# DATASET RECORDS start

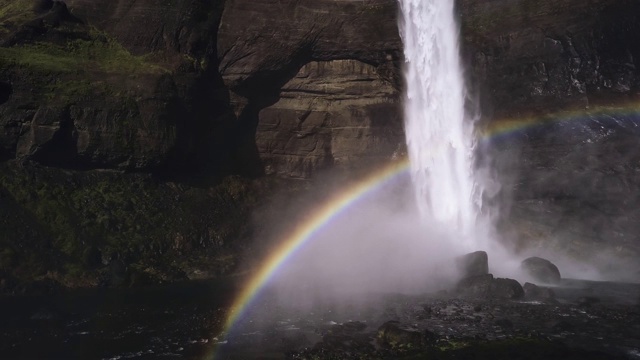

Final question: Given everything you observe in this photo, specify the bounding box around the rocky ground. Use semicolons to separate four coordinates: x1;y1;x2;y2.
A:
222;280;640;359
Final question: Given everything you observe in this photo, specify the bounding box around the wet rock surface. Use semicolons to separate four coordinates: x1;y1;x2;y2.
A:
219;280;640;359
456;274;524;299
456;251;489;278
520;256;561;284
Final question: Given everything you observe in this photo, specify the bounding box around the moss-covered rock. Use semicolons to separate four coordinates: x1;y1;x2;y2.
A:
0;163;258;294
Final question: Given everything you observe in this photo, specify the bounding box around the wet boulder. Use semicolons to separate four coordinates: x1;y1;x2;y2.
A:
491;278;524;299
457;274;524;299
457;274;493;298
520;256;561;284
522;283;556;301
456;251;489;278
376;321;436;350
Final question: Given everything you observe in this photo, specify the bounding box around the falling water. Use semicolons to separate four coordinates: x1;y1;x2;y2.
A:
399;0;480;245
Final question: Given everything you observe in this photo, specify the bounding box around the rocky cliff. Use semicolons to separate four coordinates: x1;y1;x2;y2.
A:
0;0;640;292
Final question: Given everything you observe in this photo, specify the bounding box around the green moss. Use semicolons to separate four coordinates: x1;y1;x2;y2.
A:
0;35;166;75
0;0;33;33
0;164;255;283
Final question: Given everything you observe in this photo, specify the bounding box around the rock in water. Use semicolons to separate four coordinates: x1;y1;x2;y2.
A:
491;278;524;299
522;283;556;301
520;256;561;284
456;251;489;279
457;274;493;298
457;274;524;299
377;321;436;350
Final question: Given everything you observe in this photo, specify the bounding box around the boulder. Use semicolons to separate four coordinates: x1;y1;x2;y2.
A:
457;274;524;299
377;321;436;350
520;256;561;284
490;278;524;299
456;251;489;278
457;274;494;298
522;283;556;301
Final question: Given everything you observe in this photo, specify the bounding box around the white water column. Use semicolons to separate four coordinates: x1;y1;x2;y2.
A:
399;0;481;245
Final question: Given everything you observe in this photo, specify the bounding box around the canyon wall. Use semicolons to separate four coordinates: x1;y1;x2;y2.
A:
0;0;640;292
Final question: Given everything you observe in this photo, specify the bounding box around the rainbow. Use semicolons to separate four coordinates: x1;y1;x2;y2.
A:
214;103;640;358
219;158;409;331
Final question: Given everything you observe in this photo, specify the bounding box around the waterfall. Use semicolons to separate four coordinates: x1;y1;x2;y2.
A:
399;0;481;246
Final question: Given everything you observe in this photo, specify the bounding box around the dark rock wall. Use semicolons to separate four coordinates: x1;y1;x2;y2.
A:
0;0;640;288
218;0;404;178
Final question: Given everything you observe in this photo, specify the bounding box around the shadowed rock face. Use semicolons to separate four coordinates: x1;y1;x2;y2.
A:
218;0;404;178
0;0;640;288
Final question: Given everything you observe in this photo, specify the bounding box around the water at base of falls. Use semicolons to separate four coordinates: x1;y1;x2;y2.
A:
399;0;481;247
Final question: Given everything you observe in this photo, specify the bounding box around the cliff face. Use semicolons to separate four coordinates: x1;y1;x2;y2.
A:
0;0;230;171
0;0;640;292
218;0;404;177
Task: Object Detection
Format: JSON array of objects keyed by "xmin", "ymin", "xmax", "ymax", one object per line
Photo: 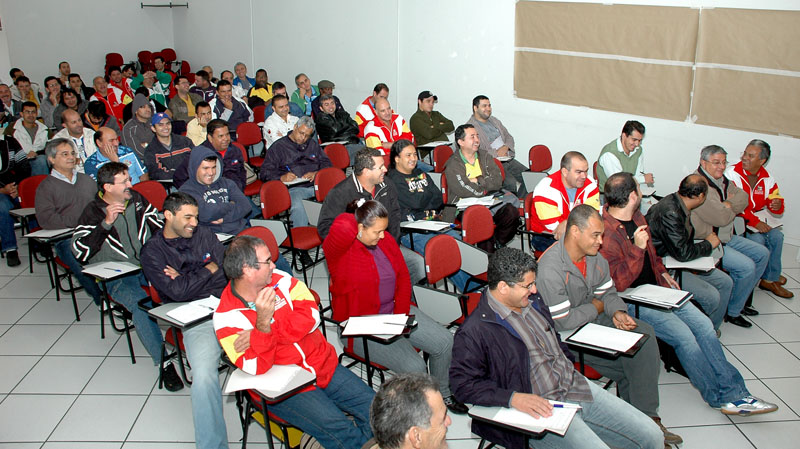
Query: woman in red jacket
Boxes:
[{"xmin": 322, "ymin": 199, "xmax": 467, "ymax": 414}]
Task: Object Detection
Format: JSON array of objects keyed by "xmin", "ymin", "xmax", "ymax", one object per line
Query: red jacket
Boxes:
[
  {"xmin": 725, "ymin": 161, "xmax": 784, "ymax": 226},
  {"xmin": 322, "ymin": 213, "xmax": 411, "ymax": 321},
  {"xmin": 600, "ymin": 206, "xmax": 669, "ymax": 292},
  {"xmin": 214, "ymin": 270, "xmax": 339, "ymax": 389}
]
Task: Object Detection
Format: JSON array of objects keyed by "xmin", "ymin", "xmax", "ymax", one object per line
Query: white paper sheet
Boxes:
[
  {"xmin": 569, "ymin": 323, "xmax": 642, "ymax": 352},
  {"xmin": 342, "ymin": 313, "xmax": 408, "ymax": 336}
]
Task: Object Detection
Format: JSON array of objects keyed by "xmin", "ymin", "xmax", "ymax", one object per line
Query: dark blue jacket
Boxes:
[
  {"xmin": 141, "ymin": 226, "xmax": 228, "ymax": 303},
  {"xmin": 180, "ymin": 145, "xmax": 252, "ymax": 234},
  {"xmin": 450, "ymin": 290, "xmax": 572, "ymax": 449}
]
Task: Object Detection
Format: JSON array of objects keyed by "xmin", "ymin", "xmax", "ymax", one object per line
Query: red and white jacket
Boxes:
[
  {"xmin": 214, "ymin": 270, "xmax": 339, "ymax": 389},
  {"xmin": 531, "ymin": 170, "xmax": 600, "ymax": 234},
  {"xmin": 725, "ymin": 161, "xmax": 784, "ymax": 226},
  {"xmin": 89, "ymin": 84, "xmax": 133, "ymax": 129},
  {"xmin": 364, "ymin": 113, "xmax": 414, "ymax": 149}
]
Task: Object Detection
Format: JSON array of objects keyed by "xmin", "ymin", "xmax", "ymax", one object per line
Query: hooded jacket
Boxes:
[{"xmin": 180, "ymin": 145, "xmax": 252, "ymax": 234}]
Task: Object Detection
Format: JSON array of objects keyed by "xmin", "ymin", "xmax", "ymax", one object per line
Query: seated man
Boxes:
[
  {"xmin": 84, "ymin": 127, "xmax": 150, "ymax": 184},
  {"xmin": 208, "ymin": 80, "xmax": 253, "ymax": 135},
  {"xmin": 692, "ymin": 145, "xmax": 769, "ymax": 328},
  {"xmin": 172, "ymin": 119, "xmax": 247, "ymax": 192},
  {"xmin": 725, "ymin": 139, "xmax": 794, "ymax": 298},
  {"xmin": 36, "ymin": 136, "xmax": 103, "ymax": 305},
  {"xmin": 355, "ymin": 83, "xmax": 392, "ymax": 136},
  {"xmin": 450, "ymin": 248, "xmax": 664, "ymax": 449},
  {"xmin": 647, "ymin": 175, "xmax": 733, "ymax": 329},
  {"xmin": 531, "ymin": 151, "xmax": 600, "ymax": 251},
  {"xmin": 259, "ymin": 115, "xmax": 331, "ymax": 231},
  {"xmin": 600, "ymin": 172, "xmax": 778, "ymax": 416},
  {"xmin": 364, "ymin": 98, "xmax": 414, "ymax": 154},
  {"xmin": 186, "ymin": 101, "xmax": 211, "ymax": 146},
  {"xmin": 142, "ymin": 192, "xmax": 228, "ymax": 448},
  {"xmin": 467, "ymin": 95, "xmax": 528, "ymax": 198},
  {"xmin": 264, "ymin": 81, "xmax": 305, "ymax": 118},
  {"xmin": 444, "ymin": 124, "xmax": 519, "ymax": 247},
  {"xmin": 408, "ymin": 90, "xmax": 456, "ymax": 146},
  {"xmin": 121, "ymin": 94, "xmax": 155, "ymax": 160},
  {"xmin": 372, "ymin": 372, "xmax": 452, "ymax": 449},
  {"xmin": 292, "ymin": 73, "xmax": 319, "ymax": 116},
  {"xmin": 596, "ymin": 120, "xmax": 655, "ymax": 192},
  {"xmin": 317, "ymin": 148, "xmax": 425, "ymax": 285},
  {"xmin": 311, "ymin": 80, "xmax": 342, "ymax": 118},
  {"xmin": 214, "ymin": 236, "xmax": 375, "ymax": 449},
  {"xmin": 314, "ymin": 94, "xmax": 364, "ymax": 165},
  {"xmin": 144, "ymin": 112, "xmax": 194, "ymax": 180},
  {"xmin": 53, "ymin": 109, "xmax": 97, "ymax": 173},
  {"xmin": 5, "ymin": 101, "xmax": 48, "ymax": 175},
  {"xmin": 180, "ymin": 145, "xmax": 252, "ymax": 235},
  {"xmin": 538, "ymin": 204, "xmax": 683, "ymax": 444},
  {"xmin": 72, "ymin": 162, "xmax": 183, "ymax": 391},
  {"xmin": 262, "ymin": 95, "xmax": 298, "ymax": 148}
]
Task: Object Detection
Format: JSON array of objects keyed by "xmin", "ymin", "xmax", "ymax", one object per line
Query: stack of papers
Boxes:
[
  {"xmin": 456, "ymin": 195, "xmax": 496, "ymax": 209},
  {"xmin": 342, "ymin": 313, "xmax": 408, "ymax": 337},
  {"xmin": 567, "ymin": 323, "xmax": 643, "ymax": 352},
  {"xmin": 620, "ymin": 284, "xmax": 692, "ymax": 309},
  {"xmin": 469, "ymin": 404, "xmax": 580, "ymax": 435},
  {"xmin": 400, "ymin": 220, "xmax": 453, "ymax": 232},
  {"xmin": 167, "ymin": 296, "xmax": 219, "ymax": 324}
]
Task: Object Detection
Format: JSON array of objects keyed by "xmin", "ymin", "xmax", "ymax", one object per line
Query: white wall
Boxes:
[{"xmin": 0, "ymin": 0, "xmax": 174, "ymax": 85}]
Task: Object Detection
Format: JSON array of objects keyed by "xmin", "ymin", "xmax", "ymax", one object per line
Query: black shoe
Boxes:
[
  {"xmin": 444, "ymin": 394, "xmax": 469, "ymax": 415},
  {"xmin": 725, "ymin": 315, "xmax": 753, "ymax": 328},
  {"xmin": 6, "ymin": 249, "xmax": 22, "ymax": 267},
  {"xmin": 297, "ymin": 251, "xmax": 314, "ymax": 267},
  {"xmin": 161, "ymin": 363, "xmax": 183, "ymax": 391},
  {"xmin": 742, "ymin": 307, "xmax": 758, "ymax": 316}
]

# DATASET RECORDS end

* _WHAT YOU ARE ASKED TO DO_
Starting at the beginning of the material and ending at the line that contains "399;0;480;245", rescale every line: keep all wording as it stands, but multiply each bounding-box coordinate in the answers by 0.75 and round to a whole number, rounding halves up. Leave out the pictures.

* _TASK RESULT_
Final question: Given everything you observe in this photo, specify the bounding box around the rocky ground. Use semicolons to separate four coordinates: x1;y1;x2;y2.
A:
167;210;480;269
Final question: Given everything you observe in this photo, specify the bounding box around the wet rock surface. Use semicolons to separate four coordinates: x1;y1;x2;y2.
A:
164;210;480;269
342;206;393;224
342;188;367;209
390;192;421;213
Final question: Given everything you observe in this photo, specify the bounding box around the moss-covered rock. Use semicolons to separate four coordinates: x1;y1;x2;y2.
A:
0;122;194;221
Final question: Given everything you observe in this photo, specify the bounding box around the wet boulder. Use semicolons to separate four coordinates: x1;y1;x2;y2.
A:
368;209;393;224
343;206;393;224
343;206;370;224
390;192;421;213
392;212;417;226
342;188;367;209
282;241;327;263
Final question: Given everything you observe in this photo, specify the bounding box around the falling water. Use semicolons to separate four coordinates: x1;y1;x2;y2.
A:
299;0;360;184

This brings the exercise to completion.